> **Requirement**
Images do not belong in the copy; retype the rest of the entries below exactly.

Start of Provided entries

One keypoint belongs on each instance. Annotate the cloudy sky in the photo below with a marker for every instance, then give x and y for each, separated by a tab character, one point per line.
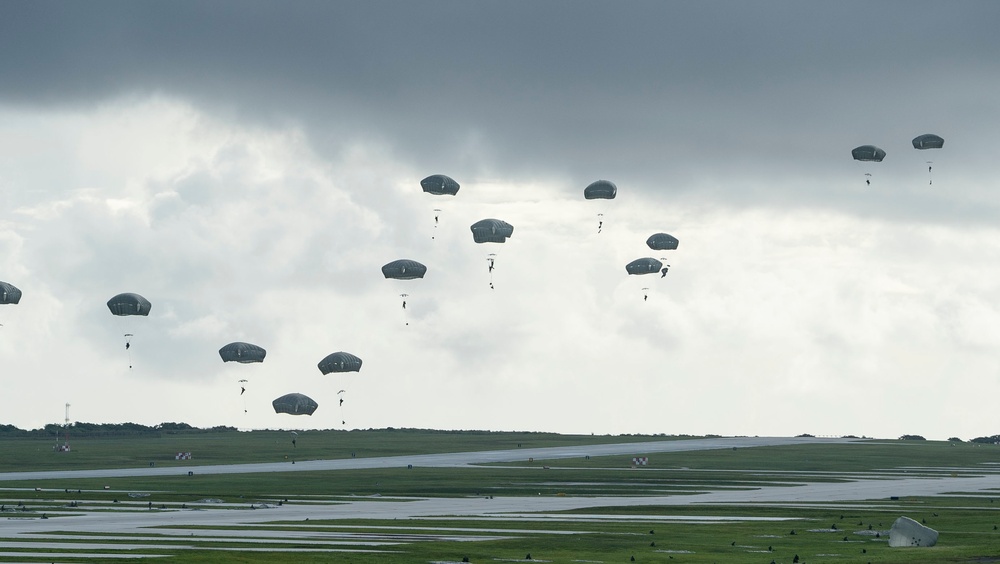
248	167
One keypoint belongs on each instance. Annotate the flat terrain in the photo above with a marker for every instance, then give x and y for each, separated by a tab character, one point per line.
573	503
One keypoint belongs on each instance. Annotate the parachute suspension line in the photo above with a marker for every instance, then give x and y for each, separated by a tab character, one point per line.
343	420
243	390
128	348
491	260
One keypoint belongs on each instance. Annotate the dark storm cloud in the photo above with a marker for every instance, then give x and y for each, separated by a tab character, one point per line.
655	94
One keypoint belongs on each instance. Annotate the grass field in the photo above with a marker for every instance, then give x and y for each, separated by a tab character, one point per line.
814	530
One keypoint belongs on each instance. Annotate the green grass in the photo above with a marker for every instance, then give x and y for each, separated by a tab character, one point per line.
968	524
272	446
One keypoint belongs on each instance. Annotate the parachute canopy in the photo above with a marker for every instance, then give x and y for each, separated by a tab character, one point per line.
600	190
491	231
439	185
928	141
129	304
340	362
295	404
646	265
404	269
662	242
868	153
9	294
242	352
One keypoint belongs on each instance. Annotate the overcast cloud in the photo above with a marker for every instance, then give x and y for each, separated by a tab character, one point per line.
249	166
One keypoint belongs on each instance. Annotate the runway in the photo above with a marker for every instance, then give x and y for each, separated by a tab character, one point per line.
528	508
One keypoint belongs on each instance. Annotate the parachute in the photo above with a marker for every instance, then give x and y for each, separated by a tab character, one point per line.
868	153
662	242
129	304
9	294
125	306
928	141
646	265
340	362
404	269
600	190
440	185
491	231
295	404
242	352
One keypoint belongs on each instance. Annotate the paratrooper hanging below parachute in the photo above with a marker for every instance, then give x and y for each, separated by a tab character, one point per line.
868	153
928	141
125	306
243	353
491	231
439	185
600	190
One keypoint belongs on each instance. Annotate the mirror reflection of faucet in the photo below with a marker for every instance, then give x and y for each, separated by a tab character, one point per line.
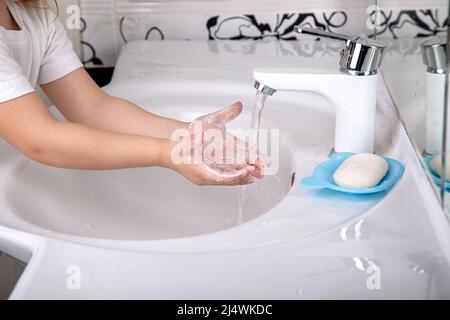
434	56
352	89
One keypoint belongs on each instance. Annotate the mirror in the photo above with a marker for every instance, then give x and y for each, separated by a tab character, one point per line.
415	71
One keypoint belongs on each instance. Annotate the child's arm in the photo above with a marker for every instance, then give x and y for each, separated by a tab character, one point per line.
80	100
27	125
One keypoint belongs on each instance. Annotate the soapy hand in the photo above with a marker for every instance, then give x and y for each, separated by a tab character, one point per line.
218	158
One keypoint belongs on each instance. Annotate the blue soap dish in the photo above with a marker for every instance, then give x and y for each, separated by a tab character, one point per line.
434	175
323	176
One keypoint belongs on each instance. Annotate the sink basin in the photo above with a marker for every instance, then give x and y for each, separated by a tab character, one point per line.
153	203
157	204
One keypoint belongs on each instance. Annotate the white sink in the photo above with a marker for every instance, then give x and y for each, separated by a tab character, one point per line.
175	240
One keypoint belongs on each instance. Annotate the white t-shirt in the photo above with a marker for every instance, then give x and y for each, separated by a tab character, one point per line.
38	54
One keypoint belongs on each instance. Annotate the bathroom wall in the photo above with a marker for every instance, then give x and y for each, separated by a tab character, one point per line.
108	24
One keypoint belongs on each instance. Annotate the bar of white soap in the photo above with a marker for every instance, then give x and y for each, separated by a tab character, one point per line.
436	165
360	171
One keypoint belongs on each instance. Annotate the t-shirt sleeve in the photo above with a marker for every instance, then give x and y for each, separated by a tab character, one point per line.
59	59
13	82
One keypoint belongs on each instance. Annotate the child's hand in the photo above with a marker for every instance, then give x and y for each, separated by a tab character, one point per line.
229	161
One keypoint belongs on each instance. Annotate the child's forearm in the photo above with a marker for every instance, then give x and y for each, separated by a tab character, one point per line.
68	145
121	116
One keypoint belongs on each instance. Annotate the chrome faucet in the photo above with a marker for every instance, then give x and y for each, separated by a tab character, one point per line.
434	56
351	88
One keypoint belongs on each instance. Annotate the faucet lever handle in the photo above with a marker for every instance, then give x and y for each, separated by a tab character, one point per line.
361	55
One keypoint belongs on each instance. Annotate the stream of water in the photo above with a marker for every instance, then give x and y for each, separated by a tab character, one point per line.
254	140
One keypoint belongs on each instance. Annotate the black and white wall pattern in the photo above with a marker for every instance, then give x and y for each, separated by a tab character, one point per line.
106	29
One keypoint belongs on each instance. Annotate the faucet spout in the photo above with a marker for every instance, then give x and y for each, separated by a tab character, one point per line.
268	91
354	99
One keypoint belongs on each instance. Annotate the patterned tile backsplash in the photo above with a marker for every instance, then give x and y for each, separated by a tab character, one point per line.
108	24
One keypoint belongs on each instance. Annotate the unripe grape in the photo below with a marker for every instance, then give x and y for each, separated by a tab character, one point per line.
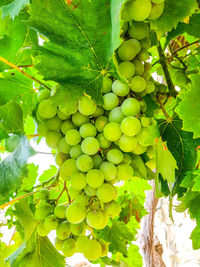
138	84
86	106
127	70
111	101
129	49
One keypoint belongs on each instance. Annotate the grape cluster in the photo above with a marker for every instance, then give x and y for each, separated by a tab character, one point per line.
98	145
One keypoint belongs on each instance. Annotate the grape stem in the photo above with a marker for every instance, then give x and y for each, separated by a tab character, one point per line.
163	62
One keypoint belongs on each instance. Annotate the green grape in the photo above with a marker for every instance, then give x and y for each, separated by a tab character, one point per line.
86	106
95	178
66	126
116	115
109	170
47	109
127	143
87	130
42	129
62	115
139	67
111	101
139	10
44	194
100	123
129	49
76	213
78	119
130	126
106	193
156	11
59	244
63	230
138	84
130	107
90	191
138	30
127	70
60	158
99	112
94	218
90	146
107	85
78	180
73	137
75	151
84	163
63	146
124	172
53	139
42	211
60	211
68	168
43	94
139	149
41	229
103	142
69	247
112	131
115	156
97	160
113	209
92	250
78	229
51	222
54	124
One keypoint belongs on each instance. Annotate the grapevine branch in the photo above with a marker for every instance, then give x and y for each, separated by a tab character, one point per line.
163	62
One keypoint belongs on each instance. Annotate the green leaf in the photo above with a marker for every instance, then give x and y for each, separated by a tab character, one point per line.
165	162
188	109
12	167
174	12
14	8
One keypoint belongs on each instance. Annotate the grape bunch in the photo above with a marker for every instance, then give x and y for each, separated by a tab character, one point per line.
98	145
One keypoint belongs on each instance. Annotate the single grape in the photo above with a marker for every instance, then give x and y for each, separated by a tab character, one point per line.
139	10
78	180
129	49
95	178
73	137
138	30
76	213
111	101
112	131
63	146
127	143
106	193
86	106
84	163
130	107
78	119
127	70
100	123
115	156
68	168
109	170
63	230
90	146
53	139
47	109
87	130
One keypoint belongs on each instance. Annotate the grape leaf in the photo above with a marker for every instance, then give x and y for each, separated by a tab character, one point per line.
14	8
174	12
188	109
12	167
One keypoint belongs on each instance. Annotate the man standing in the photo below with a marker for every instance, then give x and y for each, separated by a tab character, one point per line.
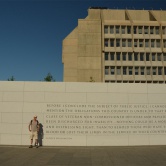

End of Provided entries

> **Expected output**
One keypoint belongs on each instance. Annotate the cloudy sky in the photo below with a marker for every instance, then give x and y for each, separated by a tab character, one point per line.
248	167
One keypoint belongs on each instance. Annotate the flat terrain in the photo above with a marker for every instance, then give x and y for each, separated by a tab character, one point per line.
573	503
One keypoint belongs on each instance. Annotate the parachute suspension line in the photo above with a marker for every instance, then give x and y for each, separated by a tab character, one point per line.
343	420
243	390
128	348
491	260
One keypoint belongs on each instance. Annotate the dark storm cloud in the photo above with a marker for every instance, then give x and y for each, separated by a tab character, one point per line.
655	94
One keypoint belongs on each instance. Annotate the grass field in the photo above with a marker for every instance, then give x and y for each, separated by a tab character, one point per line.
814	530
One keypoint belongs on each instance. Annotate the green grass in the photo above with a marker for every instance, then give x and y for each, separated by a tab character, one point per line.
968	524
272	446
One keypoint belongs on each instance. Annotate the parachute canopy in the photo above with a marker for every instance, then give x and y for each, separated by a tab character, one point per line.
600	190
491	231
439	185
928	141
129	304
340	362
295	404
646	265
404	269
662	242
868	153
9	294
242	352
One keypoint belongs on each instance. Annotate the overcast cloud in the photo above with a marker for every instance, then give x and y for each, separated by a tab character, one point per line.
249	166
One keypoint belongs on each instance. Annotate the runway in the photo above with a marker for every instance, then give x and y for each, separated by a tab character, one point per line.
528	508
One keypoint belongs on each instance. Annotate the parachute in the photo above with a marker for every instance, then give x and y for each, separated by a tab character, one point per line.
868	153
662	242
129	304
9	294
125	306
928	141
646	265
340	362
404	269
600	190
440	185
491	231
295	404
242	352
One keypoint belongs on each instance. Annotate the paratrooper hanging below parachute in the photo above with a marker for every instance, then give x and y for each, separated by a tab character, one point per line.
868	153
928	141
125	306
243	353
491	231
439	185
600	190
One keypoint belongs on each instance. Annotate the mirror reflection of faucet in the photo below with a marker for every instance, then give x and y for each, separated by a tab character, one point per line.
434	56
352	89
One keypoint belongs on each instance. Annotate the mirror in the photo above with a marker for every instance, then give x and y for each, separated by a tab character, one point per line.
415	71
One keypoint belongs on each instance. Annotate the child's arm in the photo above with a marker for every instance, then give x and y for each, separated by a tab character, one point per line.
80	100
27	125
One keypoint belongs on each instance. Annotate the soapy hand in the photo above with a marker for every instance, then give x and y for each, separated by a tab character, one point per line.
218	158
One keypoint belongs on each instance. Annotate the blue soap dish in the photo above with a marker for every instance, then give x and y for each, separated by a tab character, one point per line.
434	175
323	176
One keypoint belongs on each instance. Annotate the sink basin in the photo above with a marker for every instance, then give x and y for each, separated by a tab character, one point per line.
153	203
157	204
One keypoint belongs on each instance. Annotate the white sink in the photo above with a marker for every instance, then give x and y for each, separated by a tab character, one point per line.
175	240
One keypoint belongs on each instance. Annotate the white t-shirt in the photo above with a marker for every instance, then give x and y for each, separated by a tab character, one point per line.
38	54
One keypoint belongs on each instance. Annotate the bathroom wall in the photo above with a marker for every instance, then give x and y for each, separated by a tab character, one point per line.
108	24
One keypoint belongs on each instance. Annotate the bar of white soap in the photo above with a marker for every instance, then give x and y for each, separated by a tab character, one point per line.
436	165
360	171
One keypoint belongs on each instance. Annotate the t-shirt sleeve in the photo above with a marker for every instance, then give x and y for each, separated by a tab character, one point per line.
59	59
13	82
One keypoint belongs on each instance. Annotate the child's hand in the photo above with a marker for every instance, then give x and y for each, separated by a tab character, one point per line.
229	161
One keypoint belongs on each instance. Annotate the child's forearm in the photo above with a marker for every instance, then give x and y for each, separated by a tab character, one point per line.
68	145
121	116
One keypoint belongs on each instance. Annotate the chrome faucet in the photo above with a marker for every instance, then give x and y for each, separated by a tab character, one point per line.
434	56
351	88
One keypoint belongs on each instance. Annotate the faucet lever handle in the photo above with a marker for every instance, then give x and y for each, separated by a tab character, one point per line.
361	55
One keypoint belongs on each instance. Annotate the stream of water in the photo above with a marker for every instance, then give x and y for each, separated by a tab character, one point per line.
254	140
One keypoint belongs on each instance. Annotate the black and white wall pattern in the photo above with a marker for every instance, then give x and y for each, separated by a tab character, one point per line.
106	29
One keypoint belongs on each instance. Annotate the faucet spout in the photo above with a marker for every instance, then give x and y for each, separated by a tab character, one point per line.
268	91
354	99
One keypoint belongs on each instance. Annotate the patterned tile backsplash in the photo above with a marker for every instance, then give x and y for each, separated by a tab character, one point per line.
108	24
One keypoint belongs on each instance. Annotate the unripe grape in the photo below with a marker for every instance, then give x and y for each, separated by a tab character, one point per line.
138	84
86	106
127	70
111	101
129	49
One keypoint belongs on each instance. Annotate the grape cluster in the photo above with a marker for every instance, then give x and y for each, separated by a tab character, one point per line.
98	145
One keypoint belongs on each instance. Annotate the grape stem in the photo above with a marker for every instance, then give x and y for each, separated by a tab character, one point per line.
163	62
One keypoint belongs on each instance. Annotate the green grape in the photo above with a marker for every instance, then give x and y for each, separated by a tab character, one point per line.
86	106
95	178
66	126
116	115
109	170
47	109
127	143
87	130
42	129
62	115
139	67
111	101
139	10
44	194
100	123
129	49
76	213
78	119
130	126
106	193
156	11
59	244
63	230
138	84
130	107
90	191
138	30
127	70
60	158
99	112
94	218
90	146
107	85
78	180
73	137
75	151
84	163
63	146
124	172
53	139
42	211
60	211
68	168
43	94
139	149
41	229
103	142
69	247
112	131
115	156
97	160
113	209
92	250
78	229
51	222
54	124
One keypoint belongs on each instance. Annotate the grapevine branch in the photo above with a marker for every instance, then give x and y for each, separated by a tab character, one point per line.
163	62
One keypoint belongs on each instance. Annotate the green leaf in the photo above with a marker for every instance, then give x and y for each, separated by a tab character, one point per line.
165	162
188	109
12	167
174	12
14	8
One keypoint belongs on each instance. Annotate the grape bunch in the photo above with a marker for every instance, then give x and y for each, separated by a tab character, one point per line.
98	145
One keypoint belongs on each instance. Annotate the single grape in the photo above with a marker for every instance, then give x and y for each, separated by a tab character, one point per line.
139	10
78	180
129	49
95	178
73	137
138	30
76	213
111	101
112	131
63	146
127	143
106	193
86	106
84	163
130	107
78	119
127	70
100	123
115	156
68	168
109	170
63	230
90	146
53	139
47	109
87	130
One keypoint belongs on each instance. Annotate the grape leaf in the photo above with a marker for every instance, then give x and y for each, separated by a tab character, one point per line.
14	8
174	12
188	109
12	167
One keypoint belongs on each instance. Annotate the man standing in the photo below with a marker for every instance, then give x and y for each, separated by a tab character, one point per line.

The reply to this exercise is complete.